◆ WORK TO BE COMPLETED ◆
Answer these questions from the Lake Mattamuskeet text:
(a) In what year did the Land Acquisitions Division approach the New Holland Corporation about buying the lake?
(b) For what amount did the New Holland Corporation sell its lake property to the U. S. Government?
(c) What did the State of North Carolina build across the lake in the 1940s?

◆ DOCUMENT SEGMENT ◆
==========
Color photograph of people on bird watching walk around Lake Mattamuskeet

Bird watching nature walk at Mattamuskeet National Wildlife Refuge.
 

In 1929, the Land Acquisitions Division of the U. S. Department of Agriculture, Bureau of Biological Survey, approached the New Holland Corporation concerning buying the lake and allowing it to refill for a wildlife refuge. Five years later, on October 10, 1934, New Holland Corporation sold its 49,925 acre lake property to the U. S. Government for $311,943. By executive order dated December 18, 1934, President Franklin D. Roosevelt designated the property to be the Lake Mattamuskeet Migratory Bird Refuge. The federal government had created nearby Swan Quarter Refuge two years earlier, in 1932. 

The Refuge began immediately to convert the lake property from a farming operation to a sanctuary for migratory waterfowl and other forms of wildlife. They planted vegetation in and around the lake to feed the birds and wildlife, and installed flood gates in the man-made canals from the lake to the Pamlico Sound to prevent uncontrolled salt-water intrusion during periods of extreme high tides. During the drainage years, Hyde residents drove across the drained lakebed to get to distant points in the county. In the 1940s, the State of North Carolina built a causeway across the lake from south to north. This eliminated the necessity of driving around the huge lake to get from one side of the county to the other.
==========
◆ GIVEN RECORDS ◆
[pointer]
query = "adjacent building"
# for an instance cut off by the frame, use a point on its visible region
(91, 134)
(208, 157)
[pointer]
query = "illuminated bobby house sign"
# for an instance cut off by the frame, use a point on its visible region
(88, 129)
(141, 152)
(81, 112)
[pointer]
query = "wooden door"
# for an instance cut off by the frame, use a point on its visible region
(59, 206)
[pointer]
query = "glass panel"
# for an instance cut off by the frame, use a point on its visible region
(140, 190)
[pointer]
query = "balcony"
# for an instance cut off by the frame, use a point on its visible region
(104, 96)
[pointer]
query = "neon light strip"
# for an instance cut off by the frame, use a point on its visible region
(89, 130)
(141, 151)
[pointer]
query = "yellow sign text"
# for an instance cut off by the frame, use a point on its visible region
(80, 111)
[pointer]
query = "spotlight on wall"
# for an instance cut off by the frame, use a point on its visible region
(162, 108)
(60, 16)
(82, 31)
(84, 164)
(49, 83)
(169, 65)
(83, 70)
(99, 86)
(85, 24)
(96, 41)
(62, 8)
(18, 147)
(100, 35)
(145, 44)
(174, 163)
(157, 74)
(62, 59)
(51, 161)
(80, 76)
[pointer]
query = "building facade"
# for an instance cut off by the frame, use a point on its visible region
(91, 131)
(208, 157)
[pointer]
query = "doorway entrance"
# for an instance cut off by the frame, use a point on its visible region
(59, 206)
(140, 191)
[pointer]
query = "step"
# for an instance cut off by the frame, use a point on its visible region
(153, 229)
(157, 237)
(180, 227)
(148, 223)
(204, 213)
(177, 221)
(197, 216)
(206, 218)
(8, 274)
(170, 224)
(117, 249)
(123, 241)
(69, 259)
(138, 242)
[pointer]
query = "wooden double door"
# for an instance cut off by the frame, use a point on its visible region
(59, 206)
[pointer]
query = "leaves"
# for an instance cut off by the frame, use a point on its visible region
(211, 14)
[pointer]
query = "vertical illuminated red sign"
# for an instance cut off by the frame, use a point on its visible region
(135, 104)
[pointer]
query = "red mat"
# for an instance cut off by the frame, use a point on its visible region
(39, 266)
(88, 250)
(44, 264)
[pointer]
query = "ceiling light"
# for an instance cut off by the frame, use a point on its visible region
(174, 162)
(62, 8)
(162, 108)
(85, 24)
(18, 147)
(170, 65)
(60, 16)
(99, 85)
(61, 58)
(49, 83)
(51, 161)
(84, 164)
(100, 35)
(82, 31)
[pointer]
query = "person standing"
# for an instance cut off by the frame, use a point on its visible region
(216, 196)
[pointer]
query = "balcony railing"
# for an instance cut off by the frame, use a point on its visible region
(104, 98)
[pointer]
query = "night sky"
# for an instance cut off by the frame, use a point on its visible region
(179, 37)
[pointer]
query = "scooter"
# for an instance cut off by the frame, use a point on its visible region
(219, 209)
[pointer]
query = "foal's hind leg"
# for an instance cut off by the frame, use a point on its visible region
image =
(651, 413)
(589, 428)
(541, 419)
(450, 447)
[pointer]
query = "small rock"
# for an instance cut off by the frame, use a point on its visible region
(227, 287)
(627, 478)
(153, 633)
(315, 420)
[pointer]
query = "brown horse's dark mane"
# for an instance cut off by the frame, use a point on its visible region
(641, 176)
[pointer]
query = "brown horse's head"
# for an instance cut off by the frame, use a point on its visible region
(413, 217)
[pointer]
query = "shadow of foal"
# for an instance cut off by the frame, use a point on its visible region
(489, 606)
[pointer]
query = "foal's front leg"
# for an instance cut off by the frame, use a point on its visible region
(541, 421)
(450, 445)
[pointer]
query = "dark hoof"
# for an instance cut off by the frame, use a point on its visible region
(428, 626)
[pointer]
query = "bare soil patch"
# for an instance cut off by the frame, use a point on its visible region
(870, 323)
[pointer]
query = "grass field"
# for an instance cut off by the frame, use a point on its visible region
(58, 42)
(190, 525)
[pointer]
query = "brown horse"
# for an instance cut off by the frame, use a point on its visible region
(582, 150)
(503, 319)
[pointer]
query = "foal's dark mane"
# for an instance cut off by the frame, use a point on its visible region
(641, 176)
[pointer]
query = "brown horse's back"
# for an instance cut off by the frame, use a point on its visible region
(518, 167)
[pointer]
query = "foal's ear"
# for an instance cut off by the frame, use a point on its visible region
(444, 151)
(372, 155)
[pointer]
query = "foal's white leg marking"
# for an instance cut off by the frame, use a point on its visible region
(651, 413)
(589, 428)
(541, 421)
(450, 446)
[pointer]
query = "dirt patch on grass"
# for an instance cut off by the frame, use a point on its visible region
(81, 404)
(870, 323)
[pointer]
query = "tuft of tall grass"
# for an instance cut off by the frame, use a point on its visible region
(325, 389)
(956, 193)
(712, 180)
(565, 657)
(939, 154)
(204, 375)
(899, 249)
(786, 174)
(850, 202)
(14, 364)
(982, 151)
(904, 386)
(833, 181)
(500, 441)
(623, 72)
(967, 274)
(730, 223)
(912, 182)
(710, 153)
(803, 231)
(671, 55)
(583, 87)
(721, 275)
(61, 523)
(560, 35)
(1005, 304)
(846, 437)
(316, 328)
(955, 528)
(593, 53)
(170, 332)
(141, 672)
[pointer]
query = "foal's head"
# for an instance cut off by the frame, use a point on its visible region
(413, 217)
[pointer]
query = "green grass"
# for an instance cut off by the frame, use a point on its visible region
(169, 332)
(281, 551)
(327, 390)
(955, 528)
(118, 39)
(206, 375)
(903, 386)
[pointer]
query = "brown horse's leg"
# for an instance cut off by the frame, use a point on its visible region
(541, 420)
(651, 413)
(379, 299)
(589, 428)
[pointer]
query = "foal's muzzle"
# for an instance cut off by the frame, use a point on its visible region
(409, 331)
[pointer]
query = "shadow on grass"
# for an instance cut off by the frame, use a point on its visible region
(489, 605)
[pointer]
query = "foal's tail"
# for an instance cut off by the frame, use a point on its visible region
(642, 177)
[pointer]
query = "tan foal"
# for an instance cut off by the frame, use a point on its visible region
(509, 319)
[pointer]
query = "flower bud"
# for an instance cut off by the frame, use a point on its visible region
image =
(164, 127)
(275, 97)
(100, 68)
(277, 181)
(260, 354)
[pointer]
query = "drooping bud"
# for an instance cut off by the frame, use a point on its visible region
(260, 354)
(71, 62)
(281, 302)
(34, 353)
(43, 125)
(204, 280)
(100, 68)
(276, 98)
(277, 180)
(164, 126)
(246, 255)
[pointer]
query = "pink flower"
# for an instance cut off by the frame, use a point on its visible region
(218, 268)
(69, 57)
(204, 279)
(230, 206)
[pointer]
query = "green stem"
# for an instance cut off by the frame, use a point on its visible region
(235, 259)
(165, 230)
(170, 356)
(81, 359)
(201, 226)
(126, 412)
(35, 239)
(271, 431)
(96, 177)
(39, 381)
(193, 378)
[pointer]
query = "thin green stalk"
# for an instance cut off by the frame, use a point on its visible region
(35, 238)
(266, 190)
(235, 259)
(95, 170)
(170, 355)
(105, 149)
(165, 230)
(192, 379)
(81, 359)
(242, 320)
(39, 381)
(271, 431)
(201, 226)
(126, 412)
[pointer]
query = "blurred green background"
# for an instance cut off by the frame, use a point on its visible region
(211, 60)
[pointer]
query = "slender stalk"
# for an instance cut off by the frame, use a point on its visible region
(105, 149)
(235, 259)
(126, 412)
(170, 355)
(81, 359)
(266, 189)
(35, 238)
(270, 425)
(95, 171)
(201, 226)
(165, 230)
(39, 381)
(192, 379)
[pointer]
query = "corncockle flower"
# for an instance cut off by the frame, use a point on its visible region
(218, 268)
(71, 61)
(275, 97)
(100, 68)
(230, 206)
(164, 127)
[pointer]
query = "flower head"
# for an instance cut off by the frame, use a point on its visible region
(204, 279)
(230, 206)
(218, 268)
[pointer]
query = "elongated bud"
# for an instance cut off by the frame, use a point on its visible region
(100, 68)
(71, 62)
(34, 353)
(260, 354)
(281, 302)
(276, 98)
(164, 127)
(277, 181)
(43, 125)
==========
◆ TASK RESULT ◆
(a) 1929
(b) $311,943
(c) A causeway running from south to north